→ What the task requires: Rewrite the data below with every "your help would be valued" changed to "I would appreciate your help" and nothing else altered. Leave the pictures out of your answer.

(Data items)
....................

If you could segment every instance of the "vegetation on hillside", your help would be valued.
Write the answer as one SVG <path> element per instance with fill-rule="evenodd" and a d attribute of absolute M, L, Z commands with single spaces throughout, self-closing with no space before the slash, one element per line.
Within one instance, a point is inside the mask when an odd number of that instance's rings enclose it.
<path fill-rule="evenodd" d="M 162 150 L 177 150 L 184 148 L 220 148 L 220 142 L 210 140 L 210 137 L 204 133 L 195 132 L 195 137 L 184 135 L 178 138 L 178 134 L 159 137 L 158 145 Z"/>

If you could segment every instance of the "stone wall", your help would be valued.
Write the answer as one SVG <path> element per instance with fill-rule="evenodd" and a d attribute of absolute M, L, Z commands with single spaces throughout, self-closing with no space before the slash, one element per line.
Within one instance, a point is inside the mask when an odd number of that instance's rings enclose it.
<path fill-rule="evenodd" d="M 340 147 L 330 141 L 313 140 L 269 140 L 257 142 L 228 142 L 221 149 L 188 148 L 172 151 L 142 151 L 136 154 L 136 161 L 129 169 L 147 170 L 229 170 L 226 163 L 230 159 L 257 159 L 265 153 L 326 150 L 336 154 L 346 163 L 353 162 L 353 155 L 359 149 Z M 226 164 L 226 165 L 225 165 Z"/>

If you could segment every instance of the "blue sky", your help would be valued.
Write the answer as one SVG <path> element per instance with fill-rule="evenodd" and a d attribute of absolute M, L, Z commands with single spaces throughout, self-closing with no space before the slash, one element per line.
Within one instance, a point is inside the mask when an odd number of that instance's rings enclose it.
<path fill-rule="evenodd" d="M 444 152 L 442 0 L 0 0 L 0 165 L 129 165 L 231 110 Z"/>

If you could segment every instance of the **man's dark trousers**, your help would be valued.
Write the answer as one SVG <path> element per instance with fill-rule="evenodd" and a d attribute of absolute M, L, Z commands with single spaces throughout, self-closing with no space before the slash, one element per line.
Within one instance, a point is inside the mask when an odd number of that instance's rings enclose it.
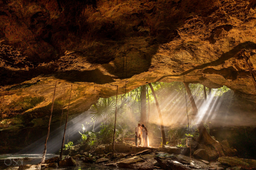
<path fill-rule="evenodd" d="M 137 136 L 136 135 L 135 135 L 135 145 L 136 146 L 137 146 L 137 141 L 138 140 L 138 138 L 139 138 L 139 145 L 141 145 L 141 137 L 139 137 L 139 136 Z"/>

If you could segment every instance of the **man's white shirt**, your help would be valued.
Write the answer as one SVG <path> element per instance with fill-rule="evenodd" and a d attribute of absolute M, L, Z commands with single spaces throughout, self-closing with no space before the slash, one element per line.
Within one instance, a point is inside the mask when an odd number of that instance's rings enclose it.
<path fill-rule="evenodd" d="M 139 126 L 136 126 L 135 127 L 135 136 L 136 136 L 136 132 L 138 136 L 141 133 L 141 128 Z"/>

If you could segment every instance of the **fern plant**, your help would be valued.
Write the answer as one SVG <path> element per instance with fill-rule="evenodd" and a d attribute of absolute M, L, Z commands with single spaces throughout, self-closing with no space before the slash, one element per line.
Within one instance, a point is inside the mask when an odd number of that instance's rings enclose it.
<path fill-rule="evenodd" d="M 90 141 L 88 141 L 87 144 L 88 146 L 90 146 L 91 148 L 92 148 L 93 146 L 95 144 L 95 141 L 93 140 L 90 140 Z"/>
<path fill-rule="evenodd" d="M 69 148 L 70 148 L 71 146 L 73 146 L 73 142 L 69 142 L 69 143 L 68 143 L 68 144 L 66 144 L 66 145 L 64 145 L 65 147 L 64 149 L 66 150 Z"/>
<path fill-rule="evenodd" d="M 79 133 L 80 133 L 81 136 L 81 138 L 82 139 L 82 141 L 83 142 L 85 141 L 86 139 L 87 139 L 87 136 L 85 134 L 82 134 L 81 132 L 78 131 Z"/>

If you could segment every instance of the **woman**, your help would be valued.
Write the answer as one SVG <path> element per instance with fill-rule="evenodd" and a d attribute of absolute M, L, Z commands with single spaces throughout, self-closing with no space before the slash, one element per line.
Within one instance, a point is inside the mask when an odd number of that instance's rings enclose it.
<path fill-rule="evenodd" d="M 142 127 L 142 139 L 143 147 L 149 147 L 149 138 L 147 137 L 147 130 L 144 124 L 141 125 Z"/>

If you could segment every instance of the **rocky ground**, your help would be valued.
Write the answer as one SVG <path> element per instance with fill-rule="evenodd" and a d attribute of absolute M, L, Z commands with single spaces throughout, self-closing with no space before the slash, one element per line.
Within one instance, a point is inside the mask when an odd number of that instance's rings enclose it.
<path fill-rule="evenodd" d="M 256 169 L 256 160 L 235 156 L 236 150 L 230 148 L 227 141 L 223 141 L 221 143 L 227 156 L 219 157 L 213 148 L 196 143 L 196 145 L 195 143 L 193 146 L 191 145 L 191 149 L 190 148 L 178 148 L 168 145 L 154 148 L 115 145 L 116 152 L 114 156 L 111 145 L 102 144 L 92 150 L 80 144 L 66 150 L 65 154 L 68 155 L 62 161 L 57 157 L 46 160 L 44 164 L 21 166 L 19 169 L 56 169 L 58 166 L 76 166 L 81 163 L 140 170 Z"/>
<path fill-rule="evenodd" d="M 66 113 L 71 85 L 70 115 L 114 95 L 109 83 L 121 94 L 183 78 L 227 86 L 254 114 L 243 52 L 255 71 L 255 0 L 4 0 L 0 8 L 2 153 L 47 134 L 56 81 L 51 129 Z"/>

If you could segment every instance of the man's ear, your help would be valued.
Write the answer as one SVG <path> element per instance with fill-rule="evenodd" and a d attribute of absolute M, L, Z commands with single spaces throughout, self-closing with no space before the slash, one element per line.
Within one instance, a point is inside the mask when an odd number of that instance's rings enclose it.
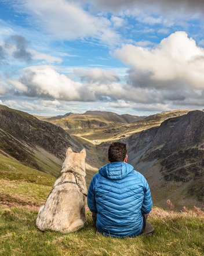
<path fill-rule="evenodd" d="M 82 150 L 81 151 L 80 154 L 82 154 L 84 156 L 84 158 L 86 158 L 86 151 L 85 148 L 83 148 Z"/>
<path fill-rule="evenodd" d="M 72 153 L 72 150 L 70 147 L 68 148 L 66 151 L 66 156 L 67 157 L 68 155 L 70 155 L 70 154 Z"/>
<path fill-rule="evenodd" d="M 125 158 L 124 159 L 124 163 L 128 163 L 128 155 L 125 156 Z"/>

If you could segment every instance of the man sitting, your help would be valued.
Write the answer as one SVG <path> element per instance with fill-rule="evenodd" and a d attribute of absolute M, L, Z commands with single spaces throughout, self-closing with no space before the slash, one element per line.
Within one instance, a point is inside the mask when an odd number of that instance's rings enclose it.
<path fill-rule="evenodd" d="M 151 234 L 154 228 L 146 222 L 152 206 L 149 186 L 127 163 L 126 145 L 112 143 L 108 161 L 93 176 L 88 191 L 88 204 L 97 230 L 114 237 Z"/>

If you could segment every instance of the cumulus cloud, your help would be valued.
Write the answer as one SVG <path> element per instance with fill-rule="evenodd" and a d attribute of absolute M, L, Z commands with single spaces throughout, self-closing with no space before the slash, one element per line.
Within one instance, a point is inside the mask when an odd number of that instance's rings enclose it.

....................

→ Task result:
If you could segment every instance of the "vegetation on hillside", I would appreciate your help.
Write the answer as one SVG <path> element per instance with fill-rule="evenodd" and a d attribute of absolute M, L, Z commands with single spaces throughout, self-closing with no space before the slash, one element per line.
Within one instance, a point is inside the mask when an odd number of that instance's rings enclose it.
<path fill-rule="evenodd" d="M 162 150 L 177 150 L 184 148 L 220 148 L 220 142 L 210 140 L 210 137 L 204 133 L 195 132 L 195 137 L 184 135 L 178 138 L 178 134 L 159 137 L 158 145 Z"/>

If you could segment every instance of the "stone wall", I would appreciate your help.
Write the answer as one SVG <path> element per instance with fill-rule="evenodd" and a d attribute of absolute M, L, Z commands with single spaces throughout, self-closing with no space before the slash, one element per line.
Within one instance, a point is inside the mask when an odd number of that instance's rings enclose it.
<path fill-rule="evenodd" d="M 340 147 L 330 141 L 313 140 L 269 140 L 257 142 L 228 142 L 221 149 L 188 148 L 172 151 L 142 151 L 136 154 L 136 161 L 129 169 L 147 170 L 229 170 L 226 163 L 230 159 L 257 159 L 265 153 L 326 150 L 336 154 L 346 163 L 353 162 L 353 155 L 359 149 Z M 226 164 L 226 165 L 225 165 Z"/>

If you could segment every instance of the "blue sky", I would appreciate your help.
Write the answer as one SVG <path> element per instance with fill-rule="evenodd" and a d attribute of absolute M, L, Z commands with single spaces throughout, self-closing with no space before the slash, one element per line.
Within one instance, a point is inside the mask when an odd number of that instance's rings enclose it.
<path fill-rule="evenodd" d="M 444 152 L 442 0 L 0 0 L 0 165 L 129 165 L 231 110 Z"/>

If you could segment every instance of the **man's dark trousers**, I would appreciate your help.
Write the answer as one SVG <path> element per instance with fill-rule="evenodd" and a d attribute of absolute M, L, Z commands with single spaces throughout, self-closing with no space before the slash, one element per line.
Within one instance, a point is inside the mask when an odd number of that instance's rings enclose it.
<path fill-rule="evenodd" d="M 137 136 L 136 135 L 135 135 L 135 145 L 136 146 L 137 146 L 137 141 L 138 140 L 138 138 L 139 138 L 139 145 L 141 145 L 141 137 L 139 137 L 139 136 Z"/>

If you could segment every instance of the **man's white shirt**, I would appreciate your help.
Write the answer as one SVG <path> element per instance with fill-rule="evenodd" and a d attribute of absolute M, L, Z commands with single spaces throughout, self-closing with no space before the slash, one element per line.
Within one instance, a point is inside the mask when an odd number of that instance's rings enclose it.
<path fill-rule="evenodd" d="M 139 126 L 136 126 L 135 127 L 135 136 L 136 136 L 136 132 L 138 136 L 141 133 L 141 128 Z"/>

If you could segment every instance of the **fern plant**, I would appreciate your help.
Write the answer as one SVG <path> element per instance with fill-rule="evenodd" and a d attribute of absolute M, L, Z commands with single spaces throughout, self-closing with no space before the slash, one element per line.
Within one instance, a point is inside the mask when an odd number of that instance's rings enclose it.
<path fill-rule="evenodd" d="M 90 141 L 88 141 L 87 144 L 88 146 L 90 146 L 91 148 L 92 148 L 93 146 L 95 144 L 95 141 L 93 140 L 90 140 Z"/>
<path fill-rule="evenodd" d="M 69 148 L 70 148 L 71 146 L 73 146 L 73 142 L 69 142 L 69 143 L 68 143 L 68 144 L 66 144 L 66 145 L 64 145 L 65 147 L 64 149 L 66 150 Z"/>
<path fill-rule="evenodd" d="M 79 133 L 80 133 L 81 136 L 81 138 L 82 139 L 82 141 L 83 142 L 85 141 L 86 139 L 87 139 L 87 136 L 85 134 L 82 134 L 81 132 L 78 131 Z"/>

If you could segment every instance of the **woman**, I would appreciate your help.
Write the answer as one SVG <path> element per instance with fill-rule="evenodd" and a d attribute of absolute M, L, Z commands with single spaces throughout, self-closing with no space before the slash, one element per line.
Within one instance, a point is inside the mask when an odd number of that instance's rings enclose it.
<path fill-rule="evenodd" d="M 142 127 L 142 139 L 143 147 L 149 147 L 149 138 L 147 137 L 147 130 L 144 124 L 141 125 Z"/>

If you could segment every instance of the **rocky ground**, I would appreciate your help.
Write the answer as one SVG <path> element per instance with fill-rule="evenodd" and a d attribute of absolute M, L, Z commands with single spaces throughout, self-closing with no space before the slash, one element per line.
Within one instance, a point is inside the mask when an odd number of that instance's rings enclose it.
<path fill-rule="evenodd" d="M 256 169 L 256 160 L 235 156 L 236 150 L 230 148 L 227 141 L 223 141 L 221 143 L 227 156 L 219 157 L 213 148 L 196 143 L 196 145 L 195 143 L 193 146 L 191 145 L 191 149 L 190 148 L 178 148 L 168 145 L 154 148 L 115 145 L 116 152 L 114 156 L 111 145 L 102 144 L 92 150 L 80 144 L 66 150 L 65 154 L 68 155 L 62 161 L 57 157 L 46 160 L 44 164 L 21 166 L 19 169 L 56 169 L 58 166 L 76 166 L 81 163 L 140 170 Z"/>
<path fill-rule="evenodd" d="M 66 113 L 71 85 L 70 115 L 114 95 L 109 83 L 121 94 L 183 78 L 227 86 L 254 114 L 243 52 L 255 71 L 255 0 L 4 0 L 0 8 L 2 153 L 47 134 L 56 81 L 51 129 Z"/>

If you could segment every instance of the man's ear, I would appreciate your help.
Write the answer as one SVG <path> element per instance with fill-rule="evenodd" and a d attribute of absolute M, L, Z commands with single spaces throughout, self-closing with no space before the slash, one element per line.
Within one instance, a point is inside the mask when an odd number of that instance's rings enclose it.
<path fill-rule="evenodd" d="M 82 150 L 81 151 L 80 154 L 82 154 L 84 156 L 84 158 L 86 158 L 86 151 L 85 148 L 83 148 Z"/>
<path fill-rule="evenodd" d="M 72 153 L 72 150 L 70 147 L 68 148 L 66 151 L 66 156 L 67 157 L 68 155 L 70 155 L 70 154 Z"/>
<path fill-rule="evenodd" d="M 125 158 L 124 159 L 124 163 L 128 163 L 128 155 L 125 156 Z"/>

If you could segment every instance of the man sitting, I would appreciate your help.
Write the answer as one SVG <path> element per instance with fill-rule="evenodd" and a d attribute of absolute M, L, Z commands with single spaces throughout, self-closing with no space before the slash, one element per line.
Within one instance, a point is inside the mask when an odd number of that instance's rings enclose it.
<path fill-rule="evenodd" d="M 151 234 L 154 228 L 146 222 L 152 206 L 149 186 L 127 163 L 126 145 L 112 143 L 108 161 L 93 176 L 88 191 L 88 204 L 97 230 L 114 237 Z"/>

If you could segment every instance of the cumulus cloud, I would appreciate your help.
Write the answer as one SVG <path> element per instance with fill-rule="evenodd" and a d attribute of absolute M, L, Z commands with single spaces throughout, self-closing with no space before the slash, one element per line.
Within one instance, a point is inside the mask when an odd number of that instance's rings enclose it.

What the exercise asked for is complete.